**КОРОТКОЕ ЗАДАНИЕ:**
Пожалуйста, повторите дословно отрывок из текста «Весна. Взгляд из вагона», начиная со слов «Какие бедные селения…» и заканчивая словами «висят. Нанесло откуда-то.».

**СТРАНИЦА:**
┄┄┄┄┄┄

Весна. Взгляд из вагона

       Холодное небо, кое-где снег, лес еще редкий – переход от степи. Такое все щемяще-родное: и древние стелы, и голые лиственницы, и болотные кочки с расчесанными ветром челками. И моя печаль, моя тревога, моя боль будто разлиты везде, будто все вокруг сочувствует мне, жалеет, делит мою скорбь…

       Какие бедные селения…

       Вроде лес уже – и вдруг на тебе! – круглые, знакомые такие шары перекати-поля. Прямо на кустах висят. Нанесло откуда-то.

       Санаторий «Туманный». На закатном солнце сверкают окна роскошного здания. И рядом – деревня с развалившимися и полуразвалившимися домами. Три беленые стены с голубыми панелями. А крыши нет. Жутко. Особенно на фоне этого санаторного здания.

       В лесу еще много снега. Ветер. Облака буквально несутся – видно, там, наверху, ветер еще сильнее.

       За селениями все поля усыпаны цветными пакетами и пластиковыми бутылками – «цивилизация»…

       Руины, кругом руины. О, не живописные руины Робера, – руины запустения, гибели, страшные, пустые, жуткие руины каких-то предприятий с надписями «НЕ КУРИТЬ», изб с крашеными стенами, земли, вывернутой наизнанку.

┄┄┄┄┄┄

**Сохранённые записи:**

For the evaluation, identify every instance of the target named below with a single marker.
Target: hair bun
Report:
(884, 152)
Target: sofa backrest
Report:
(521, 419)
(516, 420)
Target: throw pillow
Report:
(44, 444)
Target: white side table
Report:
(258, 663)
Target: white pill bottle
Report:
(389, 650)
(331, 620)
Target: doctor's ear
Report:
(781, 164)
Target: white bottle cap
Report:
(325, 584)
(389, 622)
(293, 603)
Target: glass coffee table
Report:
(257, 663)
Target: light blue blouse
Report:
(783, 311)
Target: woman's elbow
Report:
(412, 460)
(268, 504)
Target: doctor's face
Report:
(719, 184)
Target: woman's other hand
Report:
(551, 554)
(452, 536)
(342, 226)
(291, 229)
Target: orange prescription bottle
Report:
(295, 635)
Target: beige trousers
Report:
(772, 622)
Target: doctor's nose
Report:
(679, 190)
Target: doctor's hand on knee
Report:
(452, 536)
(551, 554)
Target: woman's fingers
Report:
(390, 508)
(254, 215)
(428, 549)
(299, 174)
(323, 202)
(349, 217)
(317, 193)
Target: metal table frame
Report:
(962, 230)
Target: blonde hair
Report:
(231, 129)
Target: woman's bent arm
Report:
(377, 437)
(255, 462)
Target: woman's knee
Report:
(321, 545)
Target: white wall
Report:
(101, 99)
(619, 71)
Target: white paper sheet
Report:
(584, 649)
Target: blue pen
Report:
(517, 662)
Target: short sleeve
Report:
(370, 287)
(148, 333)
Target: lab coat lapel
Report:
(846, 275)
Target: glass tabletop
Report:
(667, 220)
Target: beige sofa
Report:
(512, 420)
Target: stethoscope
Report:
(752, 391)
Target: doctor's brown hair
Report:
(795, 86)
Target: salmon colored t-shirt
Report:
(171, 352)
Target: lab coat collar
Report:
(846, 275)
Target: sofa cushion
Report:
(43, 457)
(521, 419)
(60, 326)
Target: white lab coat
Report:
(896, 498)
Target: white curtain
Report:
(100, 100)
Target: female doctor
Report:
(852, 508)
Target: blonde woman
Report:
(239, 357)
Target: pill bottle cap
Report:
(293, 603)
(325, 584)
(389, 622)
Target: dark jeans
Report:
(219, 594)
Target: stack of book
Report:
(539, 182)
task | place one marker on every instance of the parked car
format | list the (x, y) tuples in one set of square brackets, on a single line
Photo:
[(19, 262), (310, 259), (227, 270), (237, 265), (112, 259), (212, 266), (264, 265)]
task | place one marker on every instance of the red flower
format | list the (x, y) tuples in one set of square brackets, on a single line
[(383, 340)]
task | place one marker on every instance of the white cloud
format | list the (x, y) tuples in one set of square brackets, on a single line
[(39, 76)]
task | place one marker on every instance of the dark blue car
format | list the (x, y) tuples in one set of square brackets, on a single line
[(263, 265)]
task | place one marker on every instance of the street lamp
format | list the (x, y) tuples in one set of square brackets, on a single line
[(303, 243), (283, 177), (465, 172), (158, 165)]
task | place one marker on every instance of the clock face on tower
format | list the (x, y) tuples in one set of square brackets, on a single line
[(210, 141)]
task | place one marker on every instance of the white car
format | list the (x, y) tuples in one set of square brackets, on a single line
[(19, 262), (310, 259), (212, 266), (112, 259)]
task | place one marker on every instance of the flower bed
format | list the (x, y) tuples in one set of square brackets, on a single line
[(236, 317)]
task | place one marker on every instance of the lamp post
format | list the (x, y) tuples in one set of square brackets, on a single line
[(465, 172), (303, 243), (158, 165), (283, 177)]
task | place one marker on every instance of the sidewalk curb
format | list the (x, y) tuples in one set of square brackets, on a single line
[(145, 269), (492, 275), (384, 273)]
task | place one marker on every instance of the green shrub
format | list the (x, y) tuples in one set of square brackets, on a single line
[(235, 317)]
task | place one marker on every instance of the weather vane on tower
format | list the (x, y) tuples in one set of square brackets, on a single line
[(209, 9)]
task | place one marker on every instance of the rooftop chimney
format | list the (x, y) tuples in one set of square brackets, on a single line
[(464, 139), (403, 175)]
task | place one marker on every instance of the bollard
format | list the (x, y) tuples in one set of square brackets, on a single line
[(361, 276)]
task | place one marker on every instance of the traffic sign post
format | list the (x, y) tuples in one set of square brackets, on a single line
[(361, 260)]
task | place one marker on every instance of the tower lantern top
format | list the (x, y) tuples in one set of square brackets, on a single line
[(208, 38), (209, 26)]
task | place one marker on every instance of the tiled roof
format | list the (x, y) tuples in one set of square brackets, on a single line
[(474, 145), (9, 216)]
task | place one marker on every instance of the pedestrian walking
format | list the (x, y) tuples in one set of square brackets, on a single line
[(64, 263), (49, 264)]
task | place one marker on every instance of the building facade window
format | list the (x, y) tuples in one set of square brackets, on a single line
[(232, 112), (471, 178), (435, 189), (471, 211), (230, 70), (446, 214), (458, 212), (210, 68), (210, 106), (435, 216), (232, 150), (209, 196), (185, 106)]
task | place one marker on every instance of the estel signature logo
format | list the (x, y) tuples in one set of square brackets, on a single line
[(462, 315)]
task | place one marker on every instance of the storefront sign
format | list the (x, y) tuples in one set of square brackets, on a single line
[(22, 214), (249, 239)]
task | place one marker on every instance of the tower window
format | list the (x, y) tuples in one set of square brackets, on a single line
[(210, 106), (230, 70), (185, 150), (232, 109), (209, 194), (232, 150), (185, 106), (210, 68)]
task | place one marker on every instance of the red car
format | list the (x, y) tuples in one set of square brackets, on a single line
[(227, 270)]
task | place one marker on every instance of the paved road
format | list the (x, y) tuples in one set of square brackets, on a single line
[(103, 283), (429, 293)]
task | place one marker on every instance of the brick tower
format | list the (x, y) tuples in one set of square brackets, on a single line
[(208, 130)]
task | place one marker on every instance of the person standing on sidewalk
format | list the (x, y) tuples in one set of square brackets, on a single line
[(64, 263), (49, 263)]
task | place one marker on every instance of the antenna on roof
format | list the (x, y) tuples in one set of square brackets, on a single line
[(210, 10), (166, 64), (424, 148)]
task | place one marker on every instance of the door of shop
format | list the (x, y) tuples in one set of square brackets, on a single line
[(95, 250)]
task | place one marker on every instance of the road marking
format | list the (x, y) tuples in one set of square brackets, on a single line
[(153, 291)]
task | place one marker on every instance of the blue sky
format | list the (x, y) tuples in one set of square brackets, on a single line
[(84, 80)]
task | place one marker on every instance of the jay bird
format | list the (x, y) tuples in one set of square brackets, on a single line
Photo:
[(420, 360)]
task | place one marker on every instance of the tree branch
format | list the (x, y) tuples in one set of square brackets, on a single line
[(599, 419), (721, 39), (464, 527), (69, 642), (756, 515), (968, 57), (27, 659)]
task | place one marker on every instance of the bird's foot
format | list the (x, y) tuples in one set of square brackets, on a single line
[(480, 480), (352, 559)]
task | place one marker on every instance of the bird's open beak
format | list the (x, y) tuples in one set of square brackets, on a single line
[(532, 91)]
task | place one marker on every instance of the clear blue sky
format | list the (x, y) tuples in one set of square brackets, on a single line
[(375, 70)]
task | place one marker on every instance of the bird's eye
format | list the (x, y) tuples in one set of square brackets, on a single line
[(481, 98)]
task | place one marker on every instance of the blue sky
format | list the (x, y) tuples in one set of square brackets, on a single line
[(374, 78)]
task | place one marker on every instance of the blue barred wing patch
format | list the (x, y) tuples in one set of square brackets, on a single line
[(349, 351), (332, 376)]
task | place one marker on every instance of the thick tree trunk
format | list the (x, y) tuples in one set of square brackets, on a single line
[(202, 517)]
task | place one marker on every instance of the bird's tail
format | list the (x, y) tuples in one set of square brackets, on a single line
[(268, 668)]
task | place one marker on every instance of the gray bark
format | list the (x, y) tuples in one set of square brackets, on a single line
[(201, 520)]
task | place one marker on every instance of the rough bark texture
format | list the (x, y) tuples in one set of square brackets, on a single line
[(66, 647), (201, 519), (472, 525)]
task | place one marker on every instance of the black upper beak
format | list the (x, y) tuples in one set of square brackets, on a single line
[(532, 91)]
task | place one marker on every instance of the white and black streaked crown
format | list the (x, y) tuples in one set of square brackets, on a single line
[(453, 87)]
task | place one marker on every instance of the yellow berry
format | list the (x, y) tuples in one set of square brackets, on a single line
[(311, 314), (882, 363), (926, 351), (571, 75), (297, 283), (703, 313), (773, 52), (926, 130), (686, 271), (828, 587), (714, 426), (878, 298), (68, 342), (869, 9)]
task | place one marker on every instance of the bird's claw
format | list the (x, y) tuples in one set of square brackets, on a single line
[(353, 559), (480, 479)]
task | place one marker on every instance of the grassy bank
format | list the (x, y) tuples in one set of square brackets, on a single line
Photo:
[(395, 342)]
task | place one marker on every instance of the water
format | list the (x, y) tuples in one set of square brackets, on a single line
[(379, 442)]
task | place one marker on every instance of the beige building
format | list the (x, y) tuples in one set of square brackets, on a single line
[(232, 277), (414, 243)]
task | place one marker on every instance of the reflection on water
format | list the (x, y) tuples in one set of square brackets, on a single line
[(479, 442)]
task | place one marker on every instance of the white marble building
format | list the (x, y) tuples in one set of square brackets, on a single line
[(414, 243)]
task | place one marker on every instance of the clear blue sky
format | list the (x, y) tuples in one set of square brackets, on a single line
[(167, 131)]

┄┄┄┄┄┄

**ОТВЕТ НА ЗАДАНИЕ:**
Какие бедные селения…

       Вроде лес уже – и вдруг на тебе! – круглые, знакомые такие шары перекати-поля. Прямо на кустах висят. Нанесло откуда-то.